Copy out all of the material below word for word, leaving the pictures out of your copy.

━━━━

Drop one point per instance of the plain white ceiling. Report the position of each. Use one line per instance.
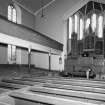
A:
(33, 5)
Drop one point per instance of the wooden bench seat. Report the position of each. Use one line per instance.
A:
(10, 86)
(75, 88)
(19, 82)
(71, 93)
(85, 83)
(29, 98)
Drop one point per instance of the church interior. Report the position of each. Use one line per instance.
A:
(52, 52)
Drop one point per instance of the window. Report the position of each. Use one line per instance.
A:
(76, 23)
(11, 54)
(93, 22)
(100, 26)
(81, 29)
(12, 15)
(70, 27)
(87, 23)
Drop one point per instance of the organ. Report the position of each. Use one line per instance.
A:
(87, 49)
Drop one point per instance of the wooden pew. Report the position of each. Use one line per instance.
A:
(87, 83)
(61, 80)
(19, 82)
(37, 98)
(71, 93)
(75, 88)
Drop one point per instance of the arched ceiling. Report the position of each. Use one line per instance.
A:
(33, 5)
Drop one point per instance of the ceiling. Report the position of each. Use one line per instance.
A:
(33, 5)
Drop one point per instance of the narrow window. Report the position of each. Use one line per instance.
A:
(87, 23)
(76, 23)
(70, 27)
(100, 27)
(9, 13)
(81, 29)
(93, 22)
(12, 13)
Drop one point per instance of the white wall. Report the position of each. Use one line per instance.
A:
(55, 62)
(40, 60)
(53, 23)
(3, 54)
(18, 55)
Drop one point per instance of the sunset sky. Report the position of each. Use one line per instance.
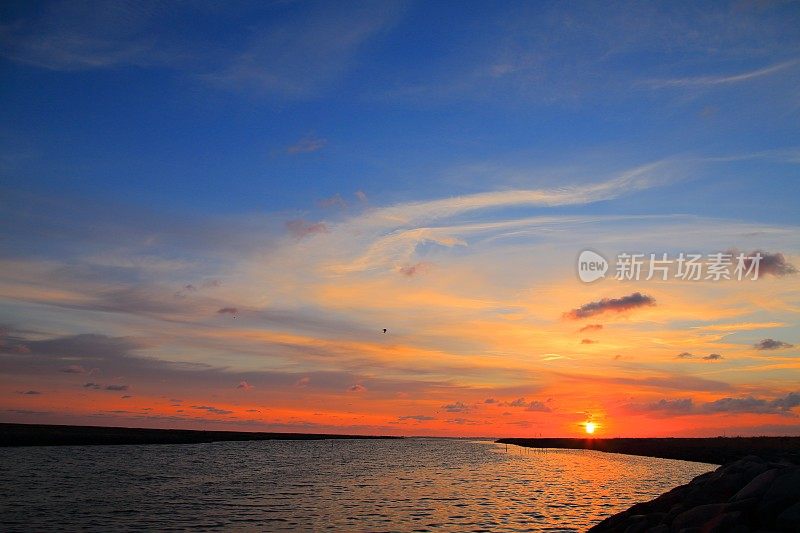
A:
(210, 212)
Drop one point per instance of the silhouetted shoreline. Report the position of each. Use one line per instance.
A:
(58, 435)
(713, 450)
(749, 494)
(756, 489)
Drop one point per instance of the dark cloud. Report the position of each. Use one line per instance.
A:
(457, 407)
(617, 305)
(537, 406)
(418, 418)
(300, 228)
(533, 405)
(413, 270)
(86, 346)
(127, 356)
(771, 344)
(686, 406)
(212, 409)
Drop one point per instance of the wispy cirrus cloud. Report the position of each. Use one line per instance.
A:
(307, 145)
(771, 344)
(700, 81)
(732, 405)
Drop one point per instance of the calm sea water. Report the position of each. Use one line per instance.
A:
(352, 485)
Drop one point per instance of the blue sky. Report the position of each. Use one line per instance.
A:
(280, 157)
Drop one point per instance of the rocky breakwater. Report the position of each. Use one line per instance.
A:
(750, 494)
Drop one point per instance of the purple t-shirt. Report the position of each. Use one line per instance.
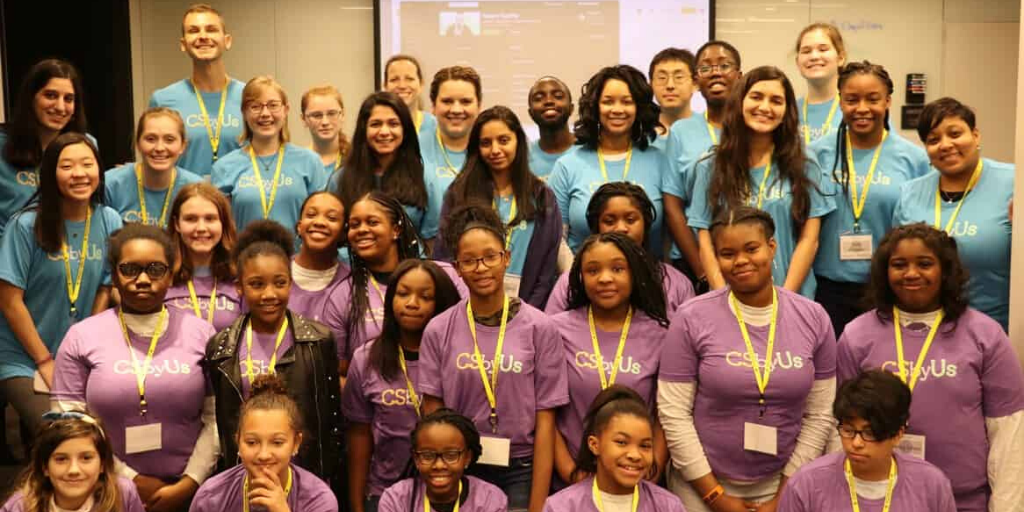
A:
(384, 404)
(580, 498)
(705, 345)
(821, 484)
(482, 497)
(531, 377)
(93, 367)
(638, 370)
(971, 374)
(228, 305)
(678, 289)
(223, 493)
(130, 501)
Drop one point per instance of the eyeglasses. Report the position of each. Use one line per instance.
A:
(426, 457)
(489, 261)
(154, 269)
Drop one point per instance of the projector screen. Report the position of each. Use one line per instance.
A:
(511, 43)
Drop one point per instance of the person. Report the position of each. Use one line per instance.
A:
(614, 131)
(497, 173)
(617, 450)
(625, 208)
(872, 410)
(444, 445)
(612, 332)
(760, 136)
(385, 159)
(735, 439)
(717, 70)
(516, 411)
(820, 55)
(380, 399)
(402, 76)
(141, 192)
(166, 392)
(272, 339)
(48, 103)
(324, 114)
(270, 432)
(967, 381)
(456, 94)
(269, 177)
(550, 105)
(204, 237)
(54, 247)
(209, 100)
(671, 75)
(971, 195)
(868, 164)
(72, 467)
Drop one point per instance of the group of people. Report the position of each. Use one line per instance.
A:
(440, 314)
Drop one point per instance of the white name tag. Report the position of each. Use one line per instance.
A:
(496, 451)
(761, 438)
(143, 438)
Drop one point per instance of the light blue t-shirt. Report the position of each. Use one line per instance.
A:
(982, 231)
(180, 95)
(777, 202)
(817, 114)
(121, 194)
(301, 174)
(440, 166)
(578, 175)
(41, 275)
(899, 162)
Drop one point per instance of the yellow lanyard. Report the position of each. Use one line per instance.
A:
(853, 488)
(426, 501)
(607, 381)
(141, 372)
(626, 170)
(489, 387)
(938, 199)
(195, 299)
(824, 127)
(214, 137)
(600, 506)
(245, 489)
(858, 206)
(73, 290)
(141, 198)
(249, 349)
(267, 204)
(769, 354)
(924, 349)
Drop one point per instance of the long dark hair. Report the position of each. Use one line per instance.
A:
(403, 179)
(48, 200)
(23, 150)
(588, 126)
(730, 181)
(475, 180)
(647, 293)
(384, 351)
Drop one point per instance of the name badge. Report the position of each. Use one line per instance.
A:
(760, 438)
(496, 451)
(143, 438)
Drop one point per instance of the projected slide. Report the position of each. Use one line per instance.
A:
(512, 43)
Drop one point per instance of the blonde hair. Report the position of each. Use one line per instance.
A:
(251, 92)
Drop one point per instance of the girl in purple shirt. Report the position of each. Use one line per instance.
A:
(380, 400)
(72, 468)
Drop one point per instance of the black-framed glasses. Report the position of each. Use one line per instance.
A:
(429, 456)
(154, 269)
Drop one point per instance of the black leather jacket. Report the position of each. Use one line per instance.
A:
(309, 370)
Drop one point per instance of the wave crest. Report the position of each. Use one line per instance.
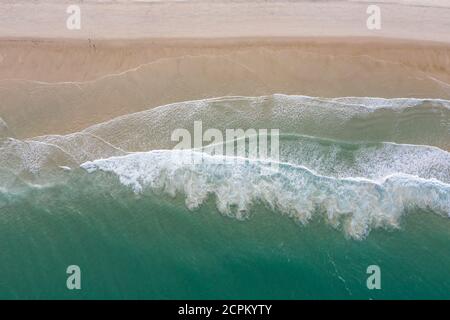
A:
(355, 205)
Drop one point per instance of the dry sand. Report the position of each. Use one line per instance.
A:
(50, 84)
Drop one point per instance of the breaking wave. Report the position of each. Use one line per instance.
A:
(354, 204)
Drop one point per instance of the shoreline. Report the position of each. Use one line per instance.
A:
(60, 86)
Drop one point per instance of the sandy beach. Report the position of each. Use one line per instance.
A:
(62, 86)
(112, 140)
(142, 55)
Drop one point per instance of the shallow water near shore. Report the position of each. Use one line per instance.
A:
(369, 186)
(130, 246)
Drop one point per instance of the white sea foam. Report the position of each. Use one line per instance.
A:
(354, 204)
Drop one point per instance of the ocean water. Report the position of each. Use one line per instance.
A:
(358, 182)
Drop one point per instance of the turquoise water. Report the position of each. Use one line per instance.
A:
(130, 246)
(359, 182)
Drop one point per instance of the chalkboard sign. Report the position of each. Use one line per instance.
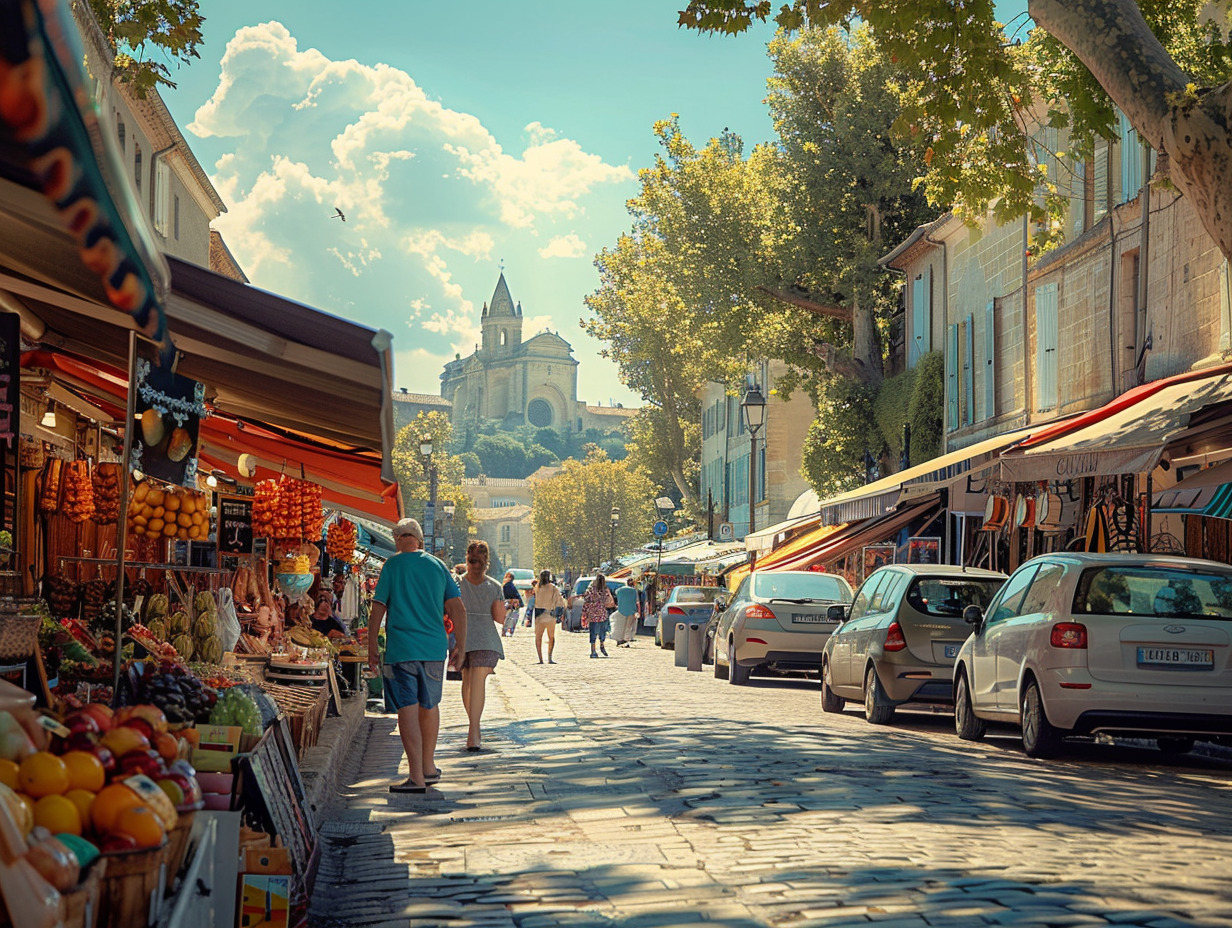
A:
(234, 525)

━━━━

= The output =
Drop one point per instance of the plain white ceiling. Report the position of each. Use one line per instance.
A:
(33, 5)
Drop one point per instance of the wooden bench seat. Report the position of each. Use one line per instance.
A:
(10, 86)
(75, 88)
(19, 82)
(71, 93)
(85, 83)
(29, 98)
Drop one point per instance of the church interior. Report the position of each. Use one line per instance.
A:
(52, 52)
Drop one point per instance of the window. Report the position of each. Use one line per instance.
A:
(76, 23)
(11, 54)
(93, 22)
(100, 26)
(81, 29)
(12, 15)
(70, 27)
(87, 23)
Drop one point per instance of the organ. Report the position of each. Use one line per instance.
A:
(87, 49)
Drop one point per instance of the wooden pew. Report the position of each. Use one line per instance.
A:
(87, 83)
(61, 80)
(19, 82)
(37, 98)
(71, 93)
(75, 88)
Drop one point per instance of the arched ceiling. Report the position of each. Use one line per instance.
A:
(33, 5)
Drop one point per instance of the ceiling. Report the position of each. Use one line per instance.
A:
(33, 5)
Drop one point per instance of the narrow window. Report the position of each. Use one line per instance.
A:
(87, 23)
(76, 23)
(70, 27)
(100, 27)
(9, 13)
(81, 29)
(93, 22)
(12, 13)
Drop one point per instance of the white wall. Report the position of each. Use one line per instance.
A:
(55, 62)
(40, 60)
(53, 23)
(3, 54)
(18, 55)
Drop one point per instance of the sunset sky. Report the position of each. Use one line per instance.
A:
(210, 212)
Drop one point per instance of the silhouetted shoreline. Report the position of each. Use one line per instance.
A:
(58, 435)
(713, 450)
(749, 494)
(756, 489)
Drop one point per instance of the dark cloud. Report the position of each. Use one line per instance.
A:
(457, 407)
(617, 305)
(537, 406)
(418, 418)
(300, 228)
(533, 405)
(413, 270)
(86, 346)
(127, 356)
(771, 344)
(686, 406)
(212, 409)
Drop one point per instance of the wispy cirrus cloud. Report the position of each. Use one line per instance.
A:
(307, 145)
(771, 344)
(700, 81)
(732, 405)
Drop one point per instance of the calm sea water. Report the position of each. Use one line per instance.
A:
(352, 485)
Drop one point per instance of the blue sky. Report the position of each. Use one line per instance.
A:
(280, 157)
Drop one point per instance of the rocky breakwater. Report the position of each. Use one line per instance.
A:
(750, 494)
Drop one point per instance of the purple t-shirt. Report the position of each. Use one line per instance.
A:
(384, 404)
(580, 498)
(705, 345)
(821, 484)
(482, 497)
(531, 377)
(93, 367)
(638, 370)
(971, 374)
(228, 305)
(678, 289)
(223, 493)
(130, 501)
Drop one point per instance of the eyeglasses. Report the position of each. Use one line per instance.
A:
(426, 457)
(489, 261)
(154, 269)
Drop one point per instance of the projector screen. Report the position of each. Use one line per instance.
A:
(511, 43)
Drop one point per instance of the person. Report the position of each. Use one line per instance.
A:
(614, 131)
(497, 173)
(617, 450)
(625, 208)
(872, 410)
(444, 445)
(612, 332)
(760, 136)
(385, 159)
(735, 439)
(717, 70)
(516, 411)
(820, 55)
(380, 399)
(402, 76)
(141, 192)
(166, 392)
(272, 339)
(48, 103)
(324, 114)
(270, 432)
(967, 381)
(456, 94)
(269, 177)
(550, 105)
(204, 237)
(54, 247)
(209, 100)
(671, 75)
(971, 195)
(868, 164)
(72, 467)
Drop one point per instance of the group of people. Report the position of each. Use one line per instance.
A:
(440, 314)
Drop one point per instance of the white name tag. Report the position of each. Use one line per instance.
A:
(496, 451)
(761, 438)
(143, 438)
Drop one point per instance of the light blue t-shirt. Report the position of each. Use one line per instance.
A:
(982, 231)
(180, 95)
(777, 202)
(817, 114)
(121, 194)
(301, 174)
(440, 166)
(578, 175)
(41, 275)
(899, 162)
Drop one point per instance of the yellow lanyard. Report the position of each. Use one line per instance.
A:
(853, 488)
(426, 501)
(607, 381)
(141, 372)
(626, 170)
(489, 387)
(938, 199)
(195, 299)
(824, 127)
(214, 137)
(600, 506)
(245, 489)
(858, 206)
(73, 290)
(141, 198)
(249, 349)
(267, 204)
(769, 354)
(924, 349)
Drop one point per instance of the long dark hair. Report the position of each. Use one line per instance.
A:
(403, 179)
(48, 200)
(23, 150)
(588, 126)
(730, 181)
(475, 180)
(647, 293)
(384, 351)
Drop one point per instance of the name badge. Report the position of each. Use one line per instance.
A:
(760, 438)
(496, 451)
(143, 438)
Drop one point per instance of the projected slide. Report the position of each. Use one line per instance.
A:
(512, 43)
Drop one point per instance of the blonde hair. Report the position of each. Use one line per instance.
A:
(251, 92)
Drop one point per instance of the girl in purple shirt. Report the position of each. Use one line per instance.
A:
(380, 400)
(72, 468)
Drop one point per instance of the black-framed glasses. Report the position of each. Use one line per instance.
A:
(429, 456)
(154, 269)
Drop one point per instance of the black leather jacket. Report the position of each. Use one line per instance.
A:
(309, 370)
Drop one point per instance of the wave crest. Report the position of each. Use one line per instance.
A:
(355, 205)
Drop one point per instance of the dry sand. Report the position of each. Use one line per instance.
A:
(50, 84)
Drop one point per instance of the breaking wave. Report the position of each. Use one line per instance.
A:
(354, 204)
Drop one point per instance of the shoreline. Report the position of each. Use one line per instance.
A:
(60, 86)
Drop one point per instance of the sandy beach. Report the position of each. Use one line per instance.
A:
(62, 86)
(112, 140)
(142, 55)
Drop one point per instance of the shallow water near shore. Report the position of each. Use one line per instance.
A:
(369, 186)
(130, 246)
Drop one point per instance of the white sea foam. Report the position of each. Use one line per instance.
A:
(354, 204)
Drop one point per instance of the ocean water. Report the position of each. Use one line per instance.
A:
(358, 182)
Drop one point per instance of the turquoise water. Report the position of each. Use one line per instance.
A:
(130, 246)
(359, 182)
Drop one point per instance of the chalkboard sign. Report the position of each. Use one line per instance.
A:
(234, 525)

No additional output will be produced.